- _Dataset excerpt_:

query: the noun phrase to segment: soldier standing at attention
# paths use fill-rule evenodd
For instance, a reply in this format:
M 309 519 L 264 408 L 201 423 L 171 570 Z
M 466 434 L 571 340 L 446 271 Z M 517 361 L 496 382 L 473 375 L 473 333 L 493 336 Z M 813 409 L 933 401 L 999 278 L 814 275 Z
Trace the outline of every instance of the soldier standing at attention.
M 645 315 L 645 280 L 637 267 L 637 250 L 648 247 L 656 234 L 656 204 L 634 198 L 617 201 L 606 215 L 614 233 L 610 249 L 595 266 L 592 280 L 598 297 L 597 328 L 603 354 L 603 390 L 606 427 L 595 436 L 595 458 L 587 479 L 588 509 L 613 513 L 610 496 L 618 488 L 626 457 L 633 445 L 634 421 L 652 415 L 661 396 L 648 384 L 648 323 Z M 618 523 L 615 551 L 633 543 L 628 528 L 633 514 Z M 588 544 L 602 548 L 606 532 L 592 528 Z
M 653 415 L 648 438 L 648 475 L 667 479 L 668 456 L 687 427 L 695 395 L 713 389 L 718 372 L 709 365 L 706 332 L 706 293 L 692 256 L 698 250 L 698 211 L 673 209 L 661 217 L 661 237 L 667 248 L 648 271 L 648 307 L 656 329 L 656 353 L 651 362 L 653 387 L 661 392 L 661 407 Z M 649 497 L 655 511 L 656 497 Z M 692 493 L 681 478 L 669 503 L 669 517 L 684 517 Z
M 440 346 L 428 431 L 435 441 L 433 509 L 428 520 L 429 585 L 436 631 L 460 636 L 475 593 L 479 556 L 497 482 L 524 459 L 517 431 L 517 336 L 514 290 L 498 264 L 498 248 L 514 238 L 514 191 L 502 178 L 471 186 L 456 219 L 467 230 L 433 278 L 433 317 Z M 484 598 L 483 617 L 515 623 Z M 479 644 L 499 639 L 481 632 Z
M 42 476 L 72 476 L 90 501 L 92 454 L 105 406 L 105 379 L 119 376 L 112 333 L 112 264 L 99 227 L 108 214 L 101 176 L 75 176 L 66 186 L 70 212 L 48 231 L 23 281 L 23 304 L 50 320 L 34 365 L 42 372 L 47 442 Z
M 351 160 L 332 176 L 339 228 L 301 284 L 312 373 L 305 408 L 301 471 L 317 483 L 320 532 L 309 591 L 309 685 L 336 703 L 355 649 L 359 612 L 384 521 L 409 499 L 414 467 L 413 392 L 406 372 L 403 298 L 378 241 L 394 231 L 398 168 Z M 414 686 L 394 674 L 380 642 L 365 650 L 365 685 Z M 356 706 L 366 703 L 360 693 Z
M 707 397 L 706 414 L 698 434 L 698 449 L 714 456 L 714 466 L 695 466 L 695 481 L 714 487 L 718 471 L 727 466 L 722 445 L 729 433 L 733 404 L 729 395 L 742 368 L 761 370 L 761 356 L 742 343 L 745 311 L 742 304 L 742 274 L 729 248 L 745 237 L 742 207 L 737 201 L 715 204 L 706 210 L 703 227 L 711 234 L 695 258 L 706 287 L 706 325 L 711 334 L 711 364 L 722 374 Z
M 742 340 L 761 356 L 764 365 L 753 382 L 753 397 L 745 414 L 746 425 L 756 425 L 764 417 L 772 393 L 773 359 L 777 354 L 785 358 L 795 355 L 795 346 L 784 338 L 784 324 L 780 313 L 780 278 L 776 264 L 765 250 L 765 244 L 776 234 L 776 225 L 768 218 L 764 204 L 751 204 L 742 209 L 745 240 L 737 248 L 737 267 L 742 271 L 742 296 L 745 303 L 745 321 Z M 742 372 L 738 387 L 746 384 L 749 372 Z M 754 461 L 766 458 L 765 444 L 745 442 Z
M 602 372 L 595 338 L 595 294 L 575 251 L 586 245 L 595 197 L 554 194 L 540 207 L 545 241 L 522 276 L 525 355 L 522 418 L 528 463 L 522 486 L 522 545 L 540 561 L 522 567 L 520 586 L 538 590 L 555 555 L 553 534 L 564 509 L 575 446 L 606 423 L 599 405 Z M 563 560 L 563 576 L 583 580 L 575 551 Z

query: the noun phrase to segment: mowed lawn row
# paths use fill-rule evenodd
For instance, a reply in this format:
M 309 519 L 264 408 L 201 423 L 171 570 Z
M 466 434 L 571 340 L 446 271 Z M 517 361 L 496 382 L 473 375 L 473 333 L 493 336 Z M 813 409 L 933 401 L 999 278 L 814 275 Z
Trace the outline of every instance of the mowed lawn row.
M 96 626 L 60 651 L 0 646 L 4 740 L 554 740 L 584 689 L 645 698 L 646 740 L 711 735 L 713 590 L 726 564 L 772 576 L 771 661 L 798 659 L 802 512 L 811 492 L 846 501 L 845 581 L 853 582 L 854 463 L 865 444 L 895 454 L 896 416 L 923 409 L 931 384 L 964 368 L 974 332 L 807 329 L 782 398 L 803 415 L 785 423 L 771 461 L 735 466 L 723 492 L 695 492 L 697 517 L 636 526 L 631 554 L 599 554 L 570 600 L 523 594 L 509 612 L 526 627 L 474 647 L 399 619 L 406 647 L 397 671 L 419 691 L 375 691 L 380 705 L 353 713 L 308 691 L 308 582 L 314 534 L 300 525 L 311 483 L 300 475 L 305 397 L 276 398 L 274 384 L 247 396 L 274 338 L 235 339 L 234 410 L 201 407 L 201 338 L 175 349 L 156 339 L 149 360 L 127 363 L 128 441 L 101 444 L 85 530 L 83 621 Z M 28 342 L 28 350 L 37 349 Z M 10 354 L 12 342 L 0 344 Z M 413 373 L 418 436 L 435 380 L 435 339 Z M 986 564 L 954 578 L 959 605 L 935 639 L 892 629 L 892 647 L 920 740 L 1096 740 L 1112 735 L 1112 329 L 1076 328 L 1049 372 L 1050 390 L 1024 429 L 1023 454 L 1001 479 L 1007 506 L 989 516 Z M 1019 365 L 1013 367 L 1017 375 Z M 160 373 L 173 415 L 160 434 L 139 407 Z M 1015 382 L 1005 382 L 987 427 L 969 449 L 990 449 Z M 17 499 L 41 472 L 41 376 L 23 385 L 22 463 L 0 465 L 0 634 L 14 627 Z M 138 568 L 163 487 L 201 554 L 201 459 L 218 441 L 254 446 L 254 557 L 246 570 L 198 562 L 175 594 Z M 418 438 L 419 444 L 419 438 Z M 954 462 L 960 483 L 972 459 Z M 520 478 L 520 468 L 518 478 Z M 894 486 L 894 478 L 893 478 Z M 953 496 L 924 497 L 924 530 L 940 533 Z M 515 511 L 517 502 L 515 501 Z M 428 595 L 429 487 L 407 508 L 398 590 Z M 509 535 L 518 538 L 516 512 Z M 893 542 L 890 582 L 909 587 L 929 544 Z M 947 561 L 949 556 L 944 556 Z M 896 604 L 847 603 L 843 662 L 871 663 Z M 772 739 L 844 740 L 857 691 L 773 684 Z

- _Exercise task_: Write out every one of the lines above word for word, in the same order, with nothing left out or altered.

- _Exercise answer_:
query: the noun phrase to segment: soldier standing at attention
# paths use fill-rule evenodd
For instance, a reply in this format:
M 309 519 L 264 408 L 201 423 L 171 570 Z
M 466 434 L 571 340 L 446 271 Z M 517 361 L 496 382 L 473 375 L 473 333 L 493 336 Z M 813 409 L 933 401 L 999 278 L 814 275 Z
Trace the outline of every instance of the soldier standing at attention.
M 645 315 L 645 280 L 637 267 L 637 250 L 648 247 L 656 234 L 656 204 L 634 198 L 617 201 L 606 215 L 614 233 L 610 249 L 595 266 L 592 280 L 598 297 L 597 328 L 603 354 L 603 390 L 606 427 L 595 436 L 595 458 L 587 479 L 588 509 L 613 513 L 610 496 L 618 488 L 626 457 L 633 445 L 634 421 L 652 415 L 661 396 L 648 384 L 648 323 Z M 618 523 L 615 551 L 633 543 L 628 528 L 633 514 Z M 588 544 L 602 548 L 606 532 L 592 528 Z
M 653 415 L 648 438 L 648 475 L 667 479 L 668 456 L 687 427 L 695 395 L 713 389 L 718 372 L 709 365 L 706 332 L 706 293 L 692 256 L 698 250 L 698 211 L 673 209 L 661 217 L 661 237 L 667 248 L 648 271 L 648 307 L 656 329 L 656 353 L 651 362 L 653 387 L 661 392 L 661 407 Z M 649 497 L 655 511 L 656 497 Z M 692 493 L 681 478 L 669 503 L 669 517 L 684 517 Z
M 440 346 L 428 431 L 435 441 L 433 509 L 428 520 L 429 585 L 436 631 L 460 636 L 475 593 L 479 556 L 497 482 L 524 459 L 517 431 L 517 336 L 514 290 L 498 264 L 498 248 L 514 238 L 514 191 L 502 178 L 471 186 L 456 219 L 467 230 L 433 278 L 433 317 Z M 484 598 L 483 617 L 515 623 Z M 479 644 L 499 639 L 481 632 Z
M 42 476 L 72 476 L 90 501 L 92 454 L 105 406 L 105 379 L 119 376 L 112 333 L 112 264 L 99 227 L 108 214 L 101 176 L 75 176 L 66 186 L 70 212 L 48 231 L 23 281 L 23 304 L 50 320 L 34 365 L 42 372 L 47 442 Z
M 351 160 L 332 176 L 339 228 L 301 284 L 312 373 L 305 408 L 301 471 L 317 483 L 320 532 L 309 591 L 309 685 L 336 703 L 355 649 L 359 612 L 384 521 L 409 499 L 414 467 L 413 392 L 406 372 L 403 298 L 378 241 L 394 231 L 398 168 Z M 414 686 L 394 674 L 380 642 L 365 650 L 365 685 Z M 356 706 L 366 703 L 360 693 Z
M 707 397 L 706 414 L 698 434 L 698 449 L 714 456 L 714 466 L 695 466 L 695 481 L 714 487 L 718 471 L 727 466 L 722 445 L 729 433 L 733 404 L 729 395 L 742 368 L 761 370 L 761 356 L 742 343 L 745 311 L 742 304 L 742 274 L 729 248 L 745 237 L 742 207 L 737 201 L 715 204 L 706 210 L 703 227 L 711 234 L 695 258 L 706 287 L 706 325 L 711 334 L 711 364 L 722 374 Z
M 742 340 L 761 356 L 764 365 L 753 382 L 753 397 L 745 414 L 746 425 L 756 425 L 764 417 L 772 393 L 773 359 L 777 354 L 785 358 L 795 355 L 795 346 L 784 338 L 784 324 L 780 313 L 780 278 L 776 264 L 765 250 L 765 244 L 776 234 L 776 225 L 768 218 L 764 204 L 751 204 L 742 209 L 745 240 L 737 248 L 737 267 L 742 271 L 742 296 L 745 303 L 745 321 Z M 742 372 L 738 387 L 746 384 L 749 372 Z M 754 461 L 766 458 L 765 444 L 745 442 Z
M 602 372 L 595 338 L 595 294 L 575 251 L 586 245 L 595 197 L 554 194 L 540 207 L 545 241 L 522 276 L 525 355 L 522 418 L 528 463 L 522 486 L 522 545 L 540 561 L 522 567 L 520 586 L 538 590 L 555 555 L 553 534 L 564 509 L 575 446 L 606 423 L 599 405 Z M 563 560 L 563 576 L 583 580 L 575 551 Z

query: the noun phrase to segment: mowed lawn row
# paths use fill-rule evenodd
For instance, a reply in this format:
M 309 519 L 264 408 L 201 423 L 171 570 Z
M 466 434 L 571 340 L 446 271 Z M 517 361 L 496 382 L 473 375 L 473 333 L 493 336 Z M 813 409 L 933 401 L 999 278 L 814 275 Z
Trace the outline of every instance of the mowed lawn row.
M 96 626 L 60 651 L 0 646 L 4 740 L 554 740 L 584 689 L 645 698 L 646 740 L 711 735 L 713 590 L 726 564 L 772 576 L 771 661 L 798 659 L 802 512 L 811 492 L 846 501 L 845 581 L 853 582 L 854 463 L 865 444 L 895 454 L 896 416 L 923 409 L 931 384 L 964 368 L 974 332 L 807 329 L 782 398 L 803 415 L 785 423 L 771 461 L 735 466 L 723 492 L 695 492 L 697 517 L 636 526 L 631 554 L 599 554 L 570 600 L 523 594 L 509 612 L 526 627 L 474 647 L 399 619 L 406 647 L 397 671 L 419 691 L 375 691 L 380 705 L 353 713 L 308 691 L 308 582 L 314 534 L 300 525 L 311 483 L 300 475 L 305 397 L 276 398 L 274 384 L 247 396 L 274 338 L 235 339 L 234 410 L 201 407 L 201 338 L 175 349 L 156 339 L 149 360 L 127 363 L 128 441 L 101 444 L 85 530 L 83 621 Z M 28 342 L 28 350 L 37 349 Z M 10 354 L 12 342 L 0 344 Z M 413 373 L 418 436 L 435 380 L 435 339 Z M 986 564 L 954 578 L 959 605 L 935 639 L 892 629 L 892 647 L 920 740 L 1096 740 L 1112 735 L 1112 329 L 1076 328 L 1049 372 L 1050 390 L 1024 429 L 1023 454 L 1001 479 L 1007 506 L 989 516 Z M 1019 365 L 1013 367 L 1017 375 Z M 160 373 L 173 415 L 160 434 L 139 407 Z M 1015 382 L 1005 382 L 987 427 L 969 449 L 990 449 Z M 17 499 L 41 472 L 41 376 L 23 385 L 22 463 L 0 465 L 0 634 L 14 627 Z M 138 568 L 163 487 L 201 554 L 201 459 L 218 441 L 254 446 L 254 557 L 246 570 L 198 562 L 175 594 Z M 418 438 L 419 444 L 419 438 Z M 954 462 L 960 483 L 972 459 Z M 520 478 L 520 468 L 518 478 Z M 894 486 L 894 478 L 893 478 Z M 953 496 L 924 497 L 924 530 L 940 533 Z M 515 511 L 517 502 L 515 501 Z M 428 595 L 429 487 L 407 508 L 398 590 Z M 509 535 L 518 538 L 516 512 Z M 893 542 L 890 582 L 909 587 L 929 544 Z M 947 561 L 949 556 L 944 556 Z M 896 604 L 847 603 L 843 662 L 871 663 Z M 772 739 L 844 740 L 857 691 L 773 684 Z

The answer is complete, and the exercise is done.